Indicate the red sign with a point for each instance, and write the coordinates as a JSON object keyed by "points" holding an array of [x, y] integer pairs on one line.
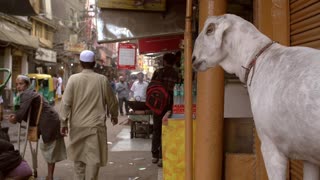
{"points": [[160, 44], [127, 56]]}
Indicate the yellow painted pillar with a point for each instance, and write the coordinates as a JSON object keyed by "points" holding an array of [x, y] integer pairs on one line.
{"points": [[210, 103], [188, 93], [272, 19]]}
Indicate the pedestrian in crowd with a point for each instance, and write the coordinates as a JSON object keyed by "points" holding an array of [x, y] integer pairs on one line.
{"points": [[52, 142], [122, 88], [84, 108], [55, 83], [168, 76], [59, 87], [139, 88], [12, 165], [139, 91]]}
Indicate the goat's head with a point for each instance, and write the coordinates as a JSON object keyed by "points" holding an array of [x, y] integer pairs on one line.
{"points": [[208, 50]]}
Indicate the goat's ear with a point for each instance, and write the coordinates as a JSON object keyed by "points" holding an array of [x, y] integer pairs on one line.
{"points": [[221, 28]]}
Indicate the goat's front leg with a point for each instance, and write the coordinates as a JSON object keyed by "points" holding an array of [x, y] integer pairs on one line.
{"points": [[275, 161]]}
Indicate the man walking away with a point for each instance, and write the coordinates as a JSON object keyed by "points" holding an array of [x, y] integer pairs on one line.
{"points": [[84, 108], [123, 94]]}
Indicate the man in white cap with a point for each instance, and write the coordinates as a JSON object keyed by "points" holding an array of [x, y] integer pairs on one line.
{"points": [[83, 107]]}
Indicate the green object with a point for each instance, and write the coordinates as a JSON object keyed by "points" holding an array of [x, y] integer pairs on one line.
{"points": [[3, 85]]}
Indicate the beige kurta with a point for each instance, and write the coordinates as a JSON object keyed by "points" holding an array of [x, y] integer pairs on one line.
{"points": [[84, 105]]}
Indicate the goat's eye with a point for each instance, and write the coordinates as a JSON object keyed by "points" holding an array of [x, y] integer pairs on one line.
{"points": [[210, 29]]}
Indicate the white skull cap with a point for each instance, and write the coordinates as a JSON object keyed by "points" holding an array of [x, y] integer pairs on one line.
{"points": [[87, 56]]}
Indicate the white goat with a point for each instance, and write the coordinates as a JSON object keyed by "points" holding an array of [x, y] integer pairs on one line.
{"points": [[283, 85]]}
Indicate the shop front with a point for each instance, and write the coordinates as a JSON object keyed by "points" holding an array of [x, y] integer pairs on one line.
{"points": [[216, 138]]}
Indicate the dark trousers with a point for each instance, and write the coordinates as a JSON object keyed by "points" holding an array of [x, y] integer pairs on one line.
{"points": [[125, 101], [156, 148]]}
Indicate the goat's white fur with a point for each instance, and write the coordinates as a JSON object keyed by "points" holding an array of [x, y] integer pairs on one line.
{"points": [[284, 93]]}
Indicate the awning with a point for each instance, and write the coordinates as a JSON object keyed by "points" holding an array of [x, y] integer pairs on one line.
{"points": [[19, 38], [19, 7], [119, 25]]}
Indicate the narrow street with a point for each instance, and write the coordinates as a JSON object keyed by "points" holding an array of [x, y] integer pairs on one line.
{"points": [[128, 159]]}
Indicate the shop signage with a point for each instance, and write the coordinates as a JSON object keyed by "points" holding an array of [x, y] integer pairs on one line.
{"points": [[127, 56], [74, 47], [150, 5], [46, 55]]}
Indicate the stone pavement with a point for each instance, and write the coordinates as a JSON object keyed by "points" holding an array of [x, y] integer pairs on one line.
{"points": [[128, 159]]}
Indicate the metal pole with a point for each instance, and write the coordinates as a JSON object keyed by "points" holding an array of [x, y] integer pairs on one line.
{"points": [[188, 92], [210, 103]]}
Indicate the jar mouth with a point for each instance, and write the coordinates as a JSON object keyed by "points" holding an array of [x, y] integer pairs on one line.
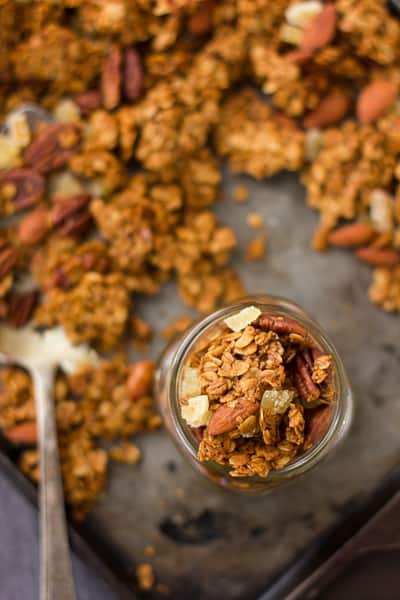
{"points": [[276, 306]]}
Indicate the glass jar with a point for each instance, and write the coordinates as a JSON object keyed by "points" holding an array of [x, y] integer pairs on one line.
{"points": [[169, 375]]}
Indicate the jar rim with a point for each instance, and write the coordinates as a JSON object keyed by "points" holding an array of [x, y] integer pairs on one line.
{"points": [[279, 306]]}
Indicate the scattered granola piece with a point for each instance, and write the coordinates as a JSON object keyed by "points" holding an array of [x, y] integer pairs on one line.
{"points": [[241, 193], [255, 220], [145, 576], [255, 249], [126, 453]]}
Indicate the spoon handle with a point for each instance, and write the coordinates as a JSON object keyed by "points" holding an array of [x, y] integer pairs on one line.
{"points": [[56, 582]]}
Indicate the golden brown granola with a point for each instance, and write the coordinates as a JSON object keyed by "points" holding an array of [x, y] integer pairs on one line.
{"points": [[157, 85], [256, 390]]}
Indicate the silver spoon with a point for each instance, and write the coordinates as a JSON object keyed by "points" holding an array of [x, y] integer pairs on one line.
{"points": [[40, 355]]}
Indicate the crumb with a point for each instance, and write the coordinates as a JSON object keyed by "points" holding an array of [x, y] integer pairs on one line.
{"points": [[255, 220], [150, 551], [179, 492], [255, 249], [241, 193], [145, 576], [163, 589]]}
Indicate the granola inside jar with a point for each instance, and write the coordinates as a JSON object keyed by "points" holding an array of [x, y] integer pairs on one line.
{"points": [[254, 394]]}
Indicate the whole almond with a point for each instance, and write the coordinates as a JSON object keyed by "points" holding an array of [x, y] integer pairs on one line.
{"points": [[34, 227], [318, 423], [321, 29], [379, 257], [140, 379], [349, 236], [375, 99], [330, 110], [25, 433], [225, 418]]}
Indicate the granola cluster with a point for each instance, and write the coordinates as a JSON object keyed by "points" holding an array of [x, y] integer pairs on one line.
{"points": [[111, 194], [107, 402], [257, 394]]}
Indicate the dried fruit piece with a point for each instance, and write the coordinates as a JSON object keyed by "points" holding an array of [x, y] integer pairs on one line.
{"points": [[227, 418], [282, 325], [301, 14], [196, 412], [276, 402], [140, 379], [317, 424], [53, 147], [34, 227], [375, 99], [24, 434], [243, 318], [191, 385], [21, 307], [381, 206], [132, 74], [329, 111], [21, 187], [349, 236], [379, 257], [321, 29], [111, 78]]}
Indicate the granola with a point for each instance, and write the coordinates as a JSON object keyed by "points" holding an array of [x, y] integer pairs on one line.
{"points": [[163, 86], [250, 392]]}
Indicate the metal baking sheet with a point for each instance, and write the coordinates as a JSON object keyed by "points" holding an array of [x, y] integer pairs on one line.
{"points": [[212, 544], [209, 543]]}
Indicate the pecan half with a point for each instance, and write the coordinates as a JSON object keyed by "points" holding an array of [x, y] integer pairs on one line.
{"points": [[34, 227], [71, 217], [88, 101], [8, 258], [24, 433], [22, 187], [227, 418], [307, 389], [53, 147], [349, 236], [379, 257], [140, 379], [132, 74], [329, 111], [111, 78], [21, 307], [281, 325]]}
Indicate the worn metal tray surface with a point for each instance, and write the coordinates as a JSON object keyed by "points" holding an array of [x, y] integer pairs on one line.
{"points": [[209, 543]]}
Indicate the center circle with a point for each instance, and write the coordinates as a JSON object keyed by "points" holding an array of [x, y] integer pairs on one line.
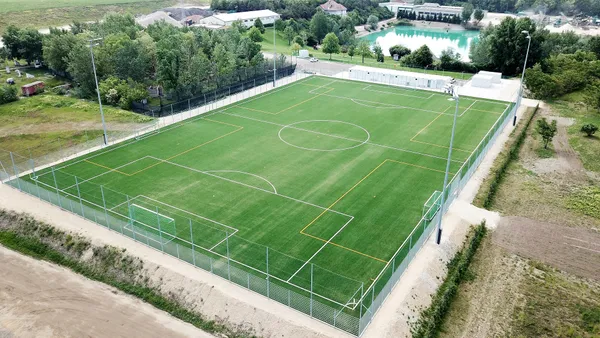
{"points": [[296, 126]]}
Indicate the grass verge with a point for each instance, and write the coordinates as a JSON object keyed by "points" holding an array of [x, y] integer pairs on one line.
{"points": [[487, 193], [109, 265], [432, 318]]}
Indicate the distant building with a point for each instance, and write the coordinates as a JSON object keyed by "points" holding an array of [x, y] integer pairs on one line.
{"points": [[428, 8], [157, 16], [247, 18], [333, 8]]}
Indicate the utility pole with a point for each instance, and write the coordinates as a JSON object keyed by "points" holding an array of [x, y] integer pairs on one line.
{"points": [[94, 42]]}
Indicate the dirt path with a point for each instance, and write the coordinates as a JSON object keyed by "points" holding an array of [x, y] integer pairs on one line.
{"points": [[39, 299], [574, 250]]}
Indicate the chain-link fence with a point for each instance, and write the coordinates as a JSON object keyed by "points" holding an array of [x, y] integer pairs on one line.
{"points": [[331, 298]]}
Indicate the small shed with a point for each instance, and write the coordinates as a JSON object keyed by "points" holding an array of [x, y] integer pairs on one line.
{"points": [[32, 88]]}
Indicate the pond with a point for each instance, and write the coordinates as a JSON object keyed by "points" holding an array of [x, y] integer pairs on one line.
{"points": [[437, 39]]}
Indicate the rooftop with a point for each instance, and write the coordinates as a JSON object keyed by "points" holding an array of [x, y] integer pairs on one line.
{"points": [[331, 5], [227, 17]]}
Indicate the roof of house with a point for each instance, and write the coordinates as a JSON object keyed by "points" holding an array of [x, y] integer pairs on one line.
{"points": [[149, 19], [229, 17], [332, 6]]}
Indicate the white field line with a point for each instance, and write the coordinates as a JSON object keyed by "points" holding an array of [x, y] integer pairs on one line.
{"points": [[581, 240], [340, 137], [321, 248], [153, 212], [218, 254], [253, 187], [584, 248], [469, 107], [399, 94], [243, 172], [104, 173], [190, 213]]}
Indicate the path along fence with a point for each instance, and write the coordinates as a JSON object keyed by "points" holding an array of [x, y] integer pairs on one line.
{"points": [[333, 299]]}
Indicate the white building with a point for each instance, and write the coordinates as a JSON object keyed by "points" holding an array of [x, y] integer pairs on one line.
{"points": [[427, 8], [333, 8], [399, 78], [247, 18]]}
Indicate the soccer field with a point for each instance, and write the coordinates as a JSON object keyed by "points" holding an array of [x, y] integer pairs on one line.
{"points": [[330, 175]]}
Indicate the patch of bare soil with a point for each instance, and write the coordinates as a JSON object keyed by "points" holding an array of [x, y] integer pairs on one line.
{"points": [[39, 299], [575, 250], [565, 164], [484, 306]]}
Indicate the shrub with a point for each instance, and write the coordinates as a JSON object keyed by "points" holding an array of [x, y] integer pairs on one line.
{"points": [[8, 93], [589, 129]]}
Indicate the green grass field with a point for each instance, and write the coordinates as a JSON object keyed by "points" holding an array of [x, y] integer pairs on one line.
{"points": [[329, 174]]}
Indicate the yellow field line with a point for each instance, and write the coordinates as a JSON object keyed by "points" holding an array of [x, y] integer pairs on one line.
{"points": [[430, 123], [418, 166], [339, 199], [194, 148], [344, 195], [346, 248], [105, 167]]}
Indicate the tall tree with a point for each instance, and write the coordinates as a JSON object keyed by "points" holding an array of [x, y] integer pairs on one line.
{"points": [[363, 49], [319, 25], [331, 44]]}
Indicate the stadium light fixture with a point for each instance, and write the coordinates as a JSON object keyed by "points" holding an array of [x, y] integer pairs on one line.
{"points": [[439, 224], [528, 36], [93, 43]]}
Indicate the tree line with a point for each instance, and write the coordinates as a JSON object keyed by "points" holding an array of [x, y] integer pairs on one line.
{"points": [[128, 58]]}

● Exercise task: Go back to the data above and please quote exactly, and only, the lines from the line with "Indicate the shrub" through its last line.

● Exercise output:
Indicate the shrub with a point for each instance, and write the coordinates as a JSON object keyed by "points" holding an array of [x, y] integer pairs on one line.
{"points": [[8, 93], [589, 129]]}
Indicate the green grass field with a point for each instance, and write the coordinates as a JSON object keyed by "points" holding an array of [x, y] integer pairs on one line.
{"points": [[329, 174]]}
Indicate the yellow field line with a point for each instance, and write the coordinates as a JSON object keyed by "points" holding an array of [x, y] integer pairs on one line.
{"points": [[430, 123], [418, 166], [339, 199], [194, 148], [344, 195], [346, 248], [105, 167]]}
Indicate the tall tree with a point for each instance, and write the coordinates as a JSON object keyed by "points" holding an array of [x, y] integer pairs on one line.
{"points": [[363, 49], [319, 25], [331, 44]]}
Indicate the stadium light fixture with a point for each instance, and write the coordinates as a JSON object keyed by "points" holding an array of [x, y] integer pairs on one line.
{"points": [[439, 224], [528, 36], [93, 43]]}
Indicate the tree line with a point for each instance, and write the coordinates as a JSON object keyed by "points" holding an array of [x, y] integer pairs on one line.
{"points": [[128, 58]]}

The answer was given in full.